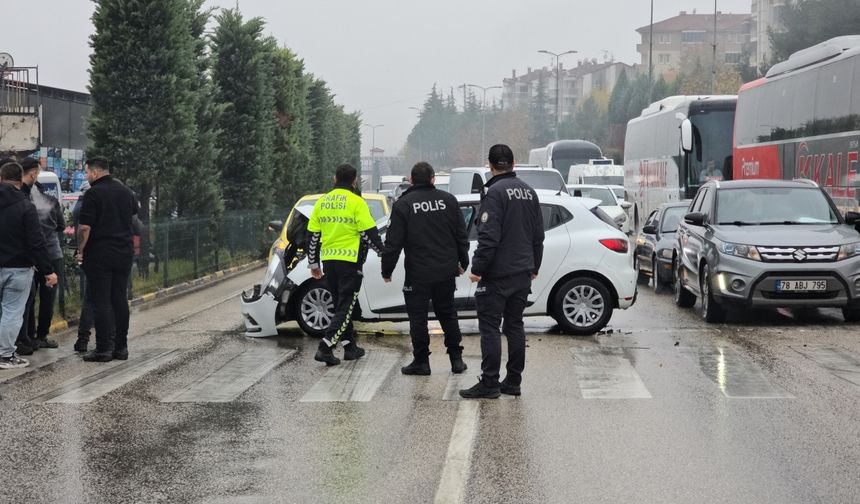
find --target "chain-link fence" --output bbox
[56,211,278,318]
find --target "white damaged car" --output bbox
[241,191,636,337]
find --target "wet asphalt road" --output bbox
[0,272,860,504]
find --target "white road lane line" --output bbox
[161,348,296,402]
[299,350,401,402]
[31,349,179,404]
[433,401,480,504]
[795,347,860,387]
[686,346,794,399]
[570,347,651,399]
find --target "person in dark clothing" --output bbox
[72,181,93,353]
[78,158,137,362]
[382,162,469,375]
[0,162,57,369]
[19,158,66,349]
[460,144,544,399]
[308,164,383,366]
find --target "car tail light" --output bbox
[600,238,629,254]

* [Job] List each line of the data above that contains the string "output", copying every such line in full. Treat the match as case-sensitive.

* [Result of the task]
find --target "chain-link fence" --output bbox
find --target "white damaged car" --output bbox
find --target "wet asphalt road" --output bbox
find --target "white road lane line" --output bbox
find --target "person in dark clothing" --output bbox
find --target "car tail light" --output bbox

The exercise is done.